_Texto de origem:_
Con respecto a mi ilustre coterráneo Valle Inclán, solo comentar que es un escritor del siglo XIX y primer tercio del XX, por lo que su brillante lenguaje está un poco alejado del actual. Además, suele utilizar en su obra, de modo consciente e intencionado, expresiones populares, modos de hablar de aquellos que utilizan el castellano de manera forzada porque son galego-pensantes, para reflejar mejor su estrato social. *Quedéme*, tradución literal de *quedei-me*, puedo asegurarte que nadie que domine medianamente el castellano lo dice en este rincón del mundo. 

Saludos,


----------



## curlyboy20

Obrigado mais uma vez por todas as suas contribuções. 

Airosa, seu espanhol está ótimo! Não encontrei nenhum erro. Agora eu também gostaria de saber se em português há outras formas de expressar "à tarde, à noite" como em espanhol.


----------



## WhoSoyEu

curlyboy20 said:


> Bom dia a todos!
> 
> Num dos posts no forum Espanol-inglês, uma menina espanhola disse que é correto dizer em espanhol *"a la tarde"* e *"a la noche". *Eu disse que não é correto porque ninguém, pelo menos no Peru, fala assim e nunca tinha ouvido alguém dizer isso. Outro forero citou do _Diccionario panhispánico de dudas _que isso é comum na Argentina e na Espanha, especialmente nos falantes vascos e catalanes.
> 
> Isso me fez pensar que talvez, sei lá, por causas geográficas "a la tarde" seja uma influência portuguesa na língua hispana? Vejamos:
> 
> _*Fuimos al mercado ayer a la tarde. *_
> *Fomos ao mercado ontem à tarde. (a+a = à)*
> 
> Opiniões?

_Dados fornecidos:_

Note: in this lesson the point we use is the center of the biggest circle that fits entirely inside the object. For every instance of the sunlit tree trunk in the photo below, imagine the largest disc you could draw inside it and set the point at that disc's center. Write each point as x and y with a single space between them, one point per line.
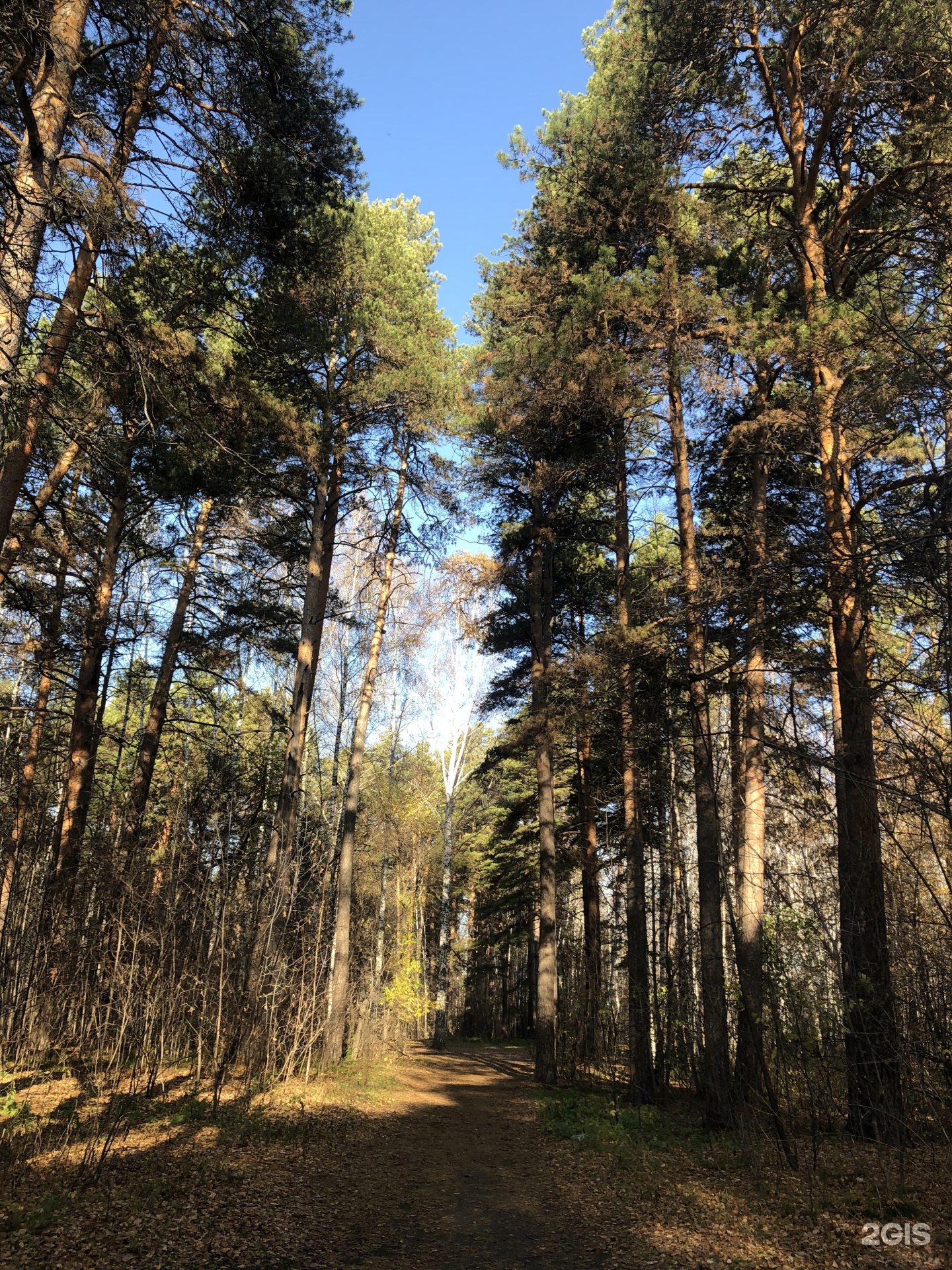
588 840
63 325
716 1079
340 977
641 1080
26 525
541 634
31 193
440 1028
83 736
158 710
753 786
873 1076
48 661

_O que fazer:_ Escreva todos os países que o texto de origem cita pelo nome.

_Resposta:_ Peru, Argentina, Espanha